_TO BE DONE_.
**1)** In the post on Larkin's poem, the image of the "unbeatable slow machine" calls to mind whose description of what?
**2)** Pick up the post on Larkin's poem after its final line and write its continuation.

═══ SOURCE TEXT ═══

Larkin, ‘The Life with a Hole in it’

February 21, 2013 § Leave a comment

My personal essay has led me to read a number of poems in an attempt to find one that fits the words. I came across Philip Larkin’s ‘The Life with a Hole in it’; its final stanza is rather wonderful. The image of the ‘unbeatable slow machine’ reminds me of my mum’s description of working life and the ‘real world’ – once you’re on the treadmill, you can’t get off:

Life is an immobile, locked,
Three-handed struggle between
Your wants, the world’s for you, and (worse)
The unbeatable slow machine
That brings what you’ll get. Blocked,
They strain round a hollow stasis
Of havings-to, fear, faces.
Days sift down it constantly. Years.

═══ DATA PROVIDED ═══

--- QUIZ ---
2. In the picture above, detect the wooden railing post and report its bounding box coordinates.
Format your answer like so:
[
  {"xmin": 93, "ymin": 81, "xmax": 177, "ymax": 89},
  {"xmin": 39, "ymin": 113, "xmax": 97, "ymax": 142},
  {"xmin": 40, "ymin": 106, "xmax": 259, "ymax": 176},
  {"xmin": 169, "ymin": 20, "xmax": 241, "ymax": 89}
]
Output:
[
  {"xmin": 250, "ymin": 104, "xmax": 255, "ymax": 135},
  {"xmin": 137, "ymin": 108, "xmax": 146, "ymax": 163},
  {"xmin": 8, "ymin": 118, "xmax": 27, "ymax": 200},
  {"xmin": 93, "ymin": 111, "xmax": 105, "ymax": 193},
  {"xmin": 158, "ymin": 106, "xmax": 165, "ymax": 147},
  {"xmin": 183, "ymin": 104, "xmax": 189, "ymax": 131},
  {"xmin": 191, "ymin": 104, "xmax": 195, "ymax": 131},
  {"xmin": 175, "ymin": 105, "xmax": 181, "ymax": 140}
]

═══

_ANSWERS_.
**1)** It calls to mind the writer's mum's description of working life and the "real world."

**2)**
February 20, 2013 § Leave a comment

Recently I have been reading contemporary fiction. Perhaps this isn’t such a ‘big deal’; but, for me, it is quite a change, especially after last term’s sojourns in Bronte land and Woolf country. Reading such works as ‘What a Carve Up!’ by Jonathan Coe and Pat Barker’s ‘Regeneration’ has placed me firmly in the (near-)present which I am relishing. It means that I can justify reading all 150 pages of Julian Barnes’ ‘The Sense of an Ending’ for leisure. I finished it last night and spent two minutes a little shocked and confused. I was expecting this grand ending, something catastrophic such as Adrian was alive all along, or that Veronica had murdered him or something. But, no. I won’t give it away but the language of the final few pages is suitably ambiguous (to my mind, anyway), particularly with the inclusion of Adrian’s accumulation integers. I finally solved the puzzle but my eventual understanding did not bring me any closure or finality. If anything, I felt perplexed. It did not feel as though that ending was meant to be the ending (perhaps the clue is in the title – the sense of an ending, not quite but almost tangible).

A lot of the novel (or novella?) dealt with memory and time, a pertinent theme that keeps reappearing in my set texts:

“We live in time, it bounds us and defines us, and time is supposed to measure history, isn’t it? But if we can’t understand time, can’t grasp its mysteries of pace and progress, what chance do we have with history – even our own small, personal, largely undocumented piece of it?” (p.60)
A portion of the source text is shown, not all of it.